┌─ Provided entries
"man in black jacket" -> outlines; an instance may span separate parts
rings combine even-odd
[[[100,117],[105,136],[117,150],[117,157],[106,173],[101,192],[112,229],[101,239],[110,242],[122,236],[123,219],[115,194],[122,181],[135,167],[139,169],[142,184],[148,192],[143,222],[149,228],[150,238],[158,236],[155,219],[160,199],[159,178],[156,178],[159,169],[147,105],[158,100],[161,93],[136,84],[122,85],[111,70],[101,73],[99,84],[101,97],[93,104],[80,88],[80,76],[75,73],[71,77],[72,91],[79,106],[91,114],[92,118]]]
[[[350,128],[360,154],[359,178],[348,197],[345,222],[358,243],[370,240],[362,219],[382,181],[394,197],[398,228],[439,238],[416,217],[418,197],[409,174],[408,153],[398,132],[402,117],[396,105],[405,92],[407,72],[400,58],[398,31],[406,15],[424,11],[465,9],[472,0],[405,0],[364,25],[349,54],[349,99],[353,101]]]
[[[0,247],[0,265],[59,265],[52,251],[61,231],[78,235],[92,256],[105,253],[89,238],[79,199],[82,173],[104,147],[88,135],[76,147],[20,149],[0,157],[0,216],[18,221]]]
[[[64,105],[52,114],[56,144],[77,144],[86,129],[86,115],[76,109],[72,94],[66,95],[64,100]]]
└─
┌─ Provided entries
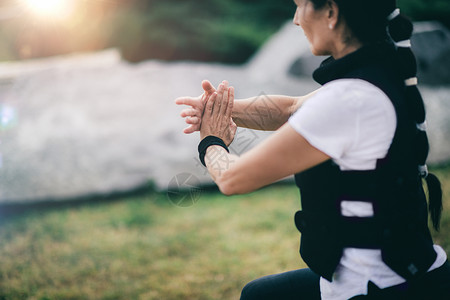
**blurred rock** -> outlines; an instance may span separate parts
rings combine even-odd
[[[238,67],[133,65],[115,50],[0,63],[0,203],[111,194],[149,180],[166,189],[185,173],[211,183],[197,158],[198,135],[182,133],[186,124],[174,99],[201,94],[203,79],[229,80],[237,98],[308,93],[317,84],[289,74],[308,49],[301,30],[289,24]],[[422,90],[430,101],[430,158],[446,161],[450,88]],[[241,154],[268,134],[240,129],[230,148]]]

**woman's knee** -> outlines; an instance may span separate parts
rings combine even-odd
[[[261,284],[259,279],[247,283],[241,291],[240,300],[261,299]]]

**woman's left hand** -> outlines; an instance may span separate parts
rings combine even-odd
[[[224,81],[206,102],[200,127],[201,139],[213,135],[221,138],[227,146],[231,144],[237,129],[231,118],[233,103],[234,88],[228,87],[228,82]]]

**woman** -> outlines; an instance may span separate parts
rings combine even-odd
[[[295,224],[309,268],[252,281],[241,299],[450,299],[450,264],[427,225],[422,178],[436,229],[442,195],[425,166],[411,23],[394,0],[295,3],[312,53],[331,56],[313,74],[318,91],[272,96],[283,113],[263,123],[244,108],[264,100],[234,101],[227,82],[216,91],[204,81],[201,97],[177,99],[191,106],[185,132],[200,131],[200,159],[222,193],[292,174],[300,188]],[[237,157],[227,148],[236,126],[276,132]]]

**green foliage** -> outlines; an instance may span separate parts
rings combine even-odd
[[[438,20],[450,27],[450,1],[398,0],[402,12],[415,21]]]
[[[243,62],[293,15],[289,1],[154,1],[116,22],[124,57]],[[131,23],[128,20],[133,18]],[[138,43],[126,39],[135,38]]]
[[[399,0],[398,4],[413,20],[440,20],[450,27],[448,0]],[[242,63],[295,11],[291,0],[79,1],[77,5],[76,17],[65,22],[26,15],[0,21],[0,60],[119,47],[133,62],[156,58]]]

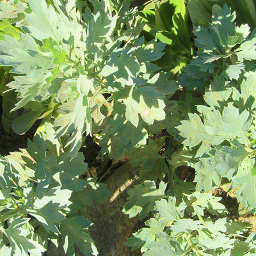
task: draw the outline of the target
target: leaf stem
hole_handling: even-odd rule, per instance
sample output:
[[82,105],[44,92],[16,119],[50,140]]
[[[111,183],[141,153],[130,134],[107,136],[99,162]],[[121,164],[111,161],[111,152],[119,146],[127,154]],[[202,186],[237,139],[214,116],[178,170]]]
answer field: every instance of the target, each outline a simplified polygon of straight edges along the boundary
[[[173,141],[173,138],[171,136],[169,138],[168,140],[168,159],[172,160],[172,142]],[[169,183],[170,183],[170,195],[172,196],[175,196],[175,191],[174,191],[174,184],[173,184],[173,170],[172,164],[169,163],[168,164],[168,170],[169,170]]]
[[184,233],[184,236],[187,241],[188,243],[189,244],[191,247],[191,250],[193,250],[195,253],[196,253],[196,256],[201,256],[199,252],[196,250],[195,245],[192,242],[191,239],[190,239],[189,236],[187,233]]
└─
#### What you have to do:
Give only the number of lines in the data above that contain the string "woman", where case counts.

#### Written answer:
3